▸ Required work
Format the material below as a Markdown table with the columns Row and Line. Give each line its own numbered row, and leave out any blank lines.

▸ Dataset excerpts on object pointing
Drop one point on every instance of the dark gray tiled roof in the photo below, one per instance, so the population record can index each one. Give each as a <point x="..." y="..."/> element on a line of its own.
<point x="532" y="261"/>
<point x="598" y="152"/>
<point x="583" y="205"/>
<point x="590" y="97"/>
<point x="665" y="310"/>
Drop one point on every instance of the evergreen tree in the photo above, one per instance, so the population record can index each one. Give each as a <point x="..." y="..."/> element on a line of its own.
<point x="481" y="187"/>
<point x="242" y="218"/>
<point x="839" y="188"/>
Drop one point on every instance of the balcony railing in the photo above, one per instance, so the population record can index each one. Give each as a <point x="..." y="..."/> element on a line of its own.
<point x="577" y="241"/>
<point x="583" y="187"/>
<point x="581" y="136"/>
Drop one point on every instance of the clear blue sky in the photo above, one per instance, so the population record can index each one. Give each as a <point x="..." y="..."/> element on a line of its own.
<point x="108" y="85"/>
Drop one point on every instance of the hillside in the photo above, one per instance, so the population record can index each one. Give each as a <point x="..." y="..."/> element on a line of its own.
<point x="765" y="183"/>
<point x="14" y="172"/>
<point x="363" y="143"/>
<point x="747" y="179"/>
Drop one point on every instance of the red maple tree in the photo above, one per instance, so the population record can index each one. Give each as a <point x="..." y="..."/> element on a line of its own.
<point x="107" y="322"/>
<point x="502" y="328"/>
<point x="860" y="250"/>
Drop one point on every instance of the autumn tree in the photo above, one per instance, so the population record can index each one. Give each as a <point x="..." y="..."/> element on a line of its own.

▸ Correct answer
| Row | Line |
|---|---|
| 1 | Drop one point on every instance of the dark gray tiled roof in the photo below, one per instance, so the population record can index each one. Give each as a <point x="..." y="..."/> element on a line of its own. |
| 2 | <point x="532" y="261"/> |
| 3 | <point x="598" y="152"/> |
| 4 | <point x="583" y="205"/> |
| 5 | <point x="590" y="97"/> |
| 6 | <point x="665" y="310"/> |
| 7 | Drop one point on every instance of the evergreen tree in the photo above, one per instance, so the population record can index each one. Give each as a <point x="..." y="..."/> element on a line of its own. |
| 8 | <point x="481" y="187"/> |
| 9 | <point x="242" y="218"/> |
| 10 | <point x="839" y="188"/> |
| 11 | Drop one point on every instance of the balcony railing in the photo above, one per instance, so the population record can index each one. Give each as a <point x="..." y="..."/> element on a line of its own. |
| 12 | <point x="577" y="241"/> |
| 13 | <point x="583" y="187"/> |
| 14 | <point x="581" y="136"/> |
| 15 | Drop one point on every instance of the clear blue sky in the photo above, one per instance, so the population record can index each one. Give each as a <point x="..." y="..."/> element on a line of its own. |
| 16 | <point x="108" y="85"/> |
| 17 | Drop one point on every instance of the hillside in the photo above, one per instance, so the population record can index each one. Give each as a <point x="..." y="..."/> element on a line of its own. |
| 18 | <point x="765" y="183"/> |
| 19 | <point x="14" y="172"/> |
| 20 | <point x="363" y="143"/> |
| 21 | <point x="747" y="179"/> |
| 22 | Drop one point on every instance of the red maple tree in the photo above, one per instance, so the population record can index each one. Give each as a <point x="..." y="..."/> element on a line of its own. |
| 23 | <point x="107" y="322"/> |
| 24 | <point x="502" y="328"/> |
| 25 | <point x="860" y="250"/> |
| 26 | Drop one point on every instance of the autumn tree in the photo above, one per instance, so the population record can index each one. Give each as a <point x="..." y="..."/> element on a line of its own. |